* **What the exercise asks**: How many lines in the material contain the word "beach"? Reply with the count alone.

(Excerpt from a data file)
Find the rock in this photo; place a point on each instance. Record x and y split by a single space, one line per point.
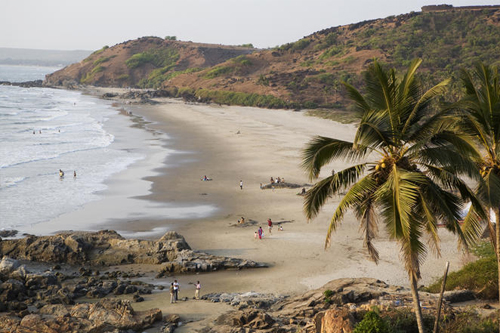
335 321
106 247
457 296
172 318
8 265
56 310
8 233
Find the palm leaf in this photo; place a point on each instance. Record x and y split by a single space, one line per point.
322 150
356 195
316 197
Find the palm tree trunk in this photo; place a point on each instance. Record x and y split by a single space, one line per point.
497 251
416 302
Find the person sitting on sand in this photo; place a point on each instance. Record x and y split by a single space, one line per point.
172 293
197 292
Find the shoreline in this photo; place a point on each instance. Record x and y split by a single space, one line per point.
268 144
232 143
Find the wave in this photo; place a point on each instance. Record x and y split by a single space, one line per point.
7 182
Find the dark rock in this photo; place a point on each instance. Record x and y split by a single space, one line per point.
457 296
8 233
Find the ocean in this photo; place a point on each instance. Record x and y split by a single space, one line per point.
96 145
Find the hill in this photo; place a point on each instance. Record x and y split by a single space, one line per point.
146 62
308 72
10 56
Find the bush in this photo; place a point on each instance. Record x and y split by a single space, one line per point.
161 57
372 323
103 59
218 71
480 276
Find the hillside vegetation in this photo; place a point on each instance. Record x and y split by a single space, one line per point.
305 73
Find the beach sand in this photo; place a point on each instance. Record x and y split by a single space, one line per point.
229 144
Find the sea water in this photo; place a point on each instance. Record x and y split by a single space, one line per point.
45 130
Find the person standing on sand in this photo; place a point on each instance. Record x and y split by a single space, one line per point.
197 292
176 290
172 293
269 225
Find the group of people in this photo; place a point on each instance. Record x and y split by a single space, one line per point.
260 233
277 180
175 287
61 173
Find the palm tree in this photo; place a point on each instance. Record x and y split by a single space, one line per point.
480 115
412 171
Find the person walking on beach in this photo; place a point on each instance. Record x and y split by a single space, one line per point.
269 225
197 291
172 293
176 290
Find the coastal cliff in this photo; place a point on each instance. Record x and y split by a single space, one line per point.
307 73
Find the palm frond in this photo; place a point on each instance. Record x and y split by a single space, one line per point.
368 226
316 197
397 196
322 150
356 195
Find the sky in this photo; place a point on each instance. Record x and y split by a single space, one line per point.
92 24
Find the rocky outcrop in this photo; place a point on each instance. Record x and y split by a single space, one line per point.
105 248
107 315
334 308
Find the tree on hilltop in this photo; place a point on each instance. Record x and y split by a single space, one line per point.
479 112
411 185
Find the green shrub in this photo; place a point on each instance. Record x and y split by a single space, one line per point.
103 59
105 47
241 60
372 323
263 80
123 77
97 69
480 276
301 44
218 71
161 57
238 98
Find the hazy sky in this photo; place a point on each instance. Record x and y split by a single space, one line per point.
91 24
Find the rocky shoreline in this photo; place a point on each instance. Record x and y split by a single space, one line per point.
59 297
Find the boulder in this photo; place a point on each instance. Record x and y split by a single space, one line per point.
8 265
457 296
335 321
106 247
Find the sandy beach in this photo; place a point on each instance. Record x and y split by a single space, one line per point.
229 144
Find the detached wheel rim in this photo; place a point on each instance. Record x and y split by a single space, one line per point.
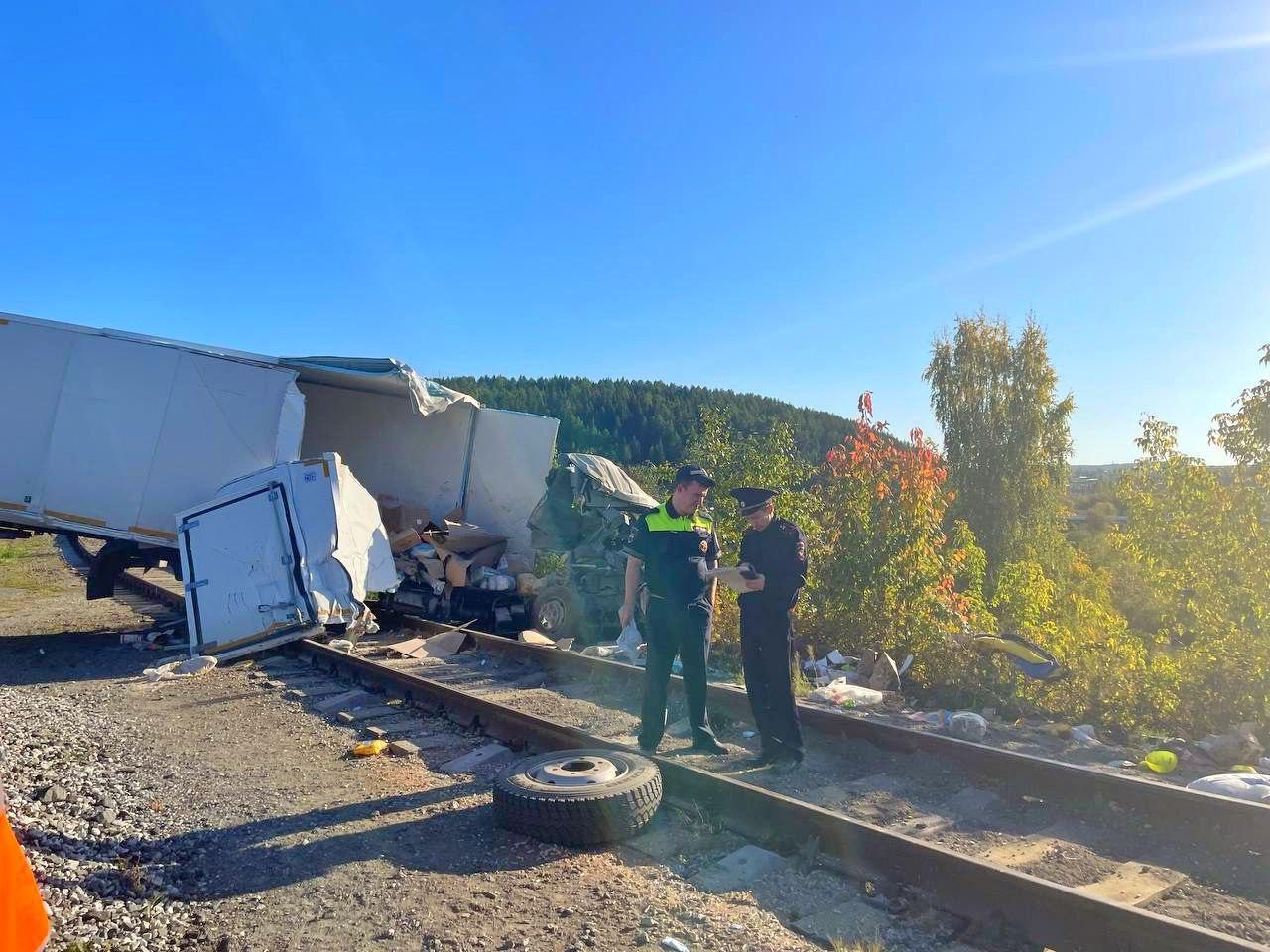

* **Answer to the exercise**: 3